● **Records**
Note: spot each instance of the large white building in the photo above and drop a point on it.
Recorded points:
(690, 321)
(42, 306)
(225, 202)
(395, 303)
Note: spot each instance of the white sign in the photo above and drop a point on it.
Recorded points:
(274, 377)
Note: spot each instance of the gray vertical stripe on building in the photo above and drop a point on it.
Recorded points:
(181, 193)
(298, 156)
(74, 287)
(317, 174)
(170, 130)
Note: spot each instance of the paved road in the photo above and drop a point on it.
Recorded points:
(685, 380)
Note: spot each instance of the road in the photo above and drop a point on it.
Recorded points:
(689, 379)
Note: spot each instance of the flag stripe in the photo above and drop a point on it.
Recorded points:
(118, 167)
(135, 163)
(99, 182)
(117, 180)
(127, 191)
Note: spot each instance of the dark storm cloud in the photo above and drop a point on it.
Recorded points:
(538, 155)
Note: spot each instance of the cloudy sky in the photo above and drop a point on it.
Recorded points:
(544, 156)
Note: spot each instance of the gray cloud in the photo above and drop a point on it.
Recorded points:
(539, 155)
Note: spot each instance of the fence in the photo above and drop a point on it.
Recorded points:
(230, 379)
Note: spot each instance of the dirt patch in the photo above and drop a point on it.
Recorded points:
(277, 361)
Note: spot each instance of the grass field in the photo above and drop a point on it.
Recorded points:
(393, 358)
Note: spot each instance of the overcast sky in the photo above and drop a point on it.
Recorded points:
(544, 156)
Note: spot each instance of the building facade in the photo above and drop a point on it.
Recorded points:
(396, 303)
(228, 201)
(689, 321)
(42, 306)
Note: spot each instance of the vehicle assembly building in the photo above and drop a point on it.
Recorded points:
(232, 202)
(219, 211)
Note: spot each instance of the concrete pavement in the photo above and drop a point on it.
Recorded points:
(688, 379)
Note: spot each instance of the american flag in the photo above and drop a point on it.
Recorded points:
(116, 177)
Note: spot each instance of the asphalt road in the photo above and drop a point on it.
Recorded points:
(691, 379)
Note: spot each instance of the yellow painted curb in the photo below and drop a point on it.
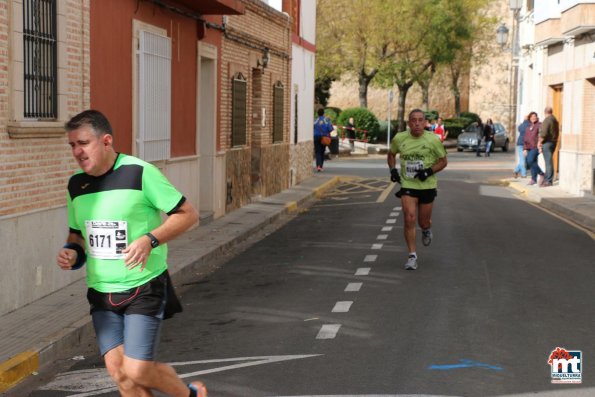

● **Exercise objective**
Copy each line of the records above that carries the word "flag".

● **Solution to this task**
Note: spot each instance of the flag stripe in the photo above and drop a point on it.
Note: spot each instance of the american flag in the photo above and drop a point on it.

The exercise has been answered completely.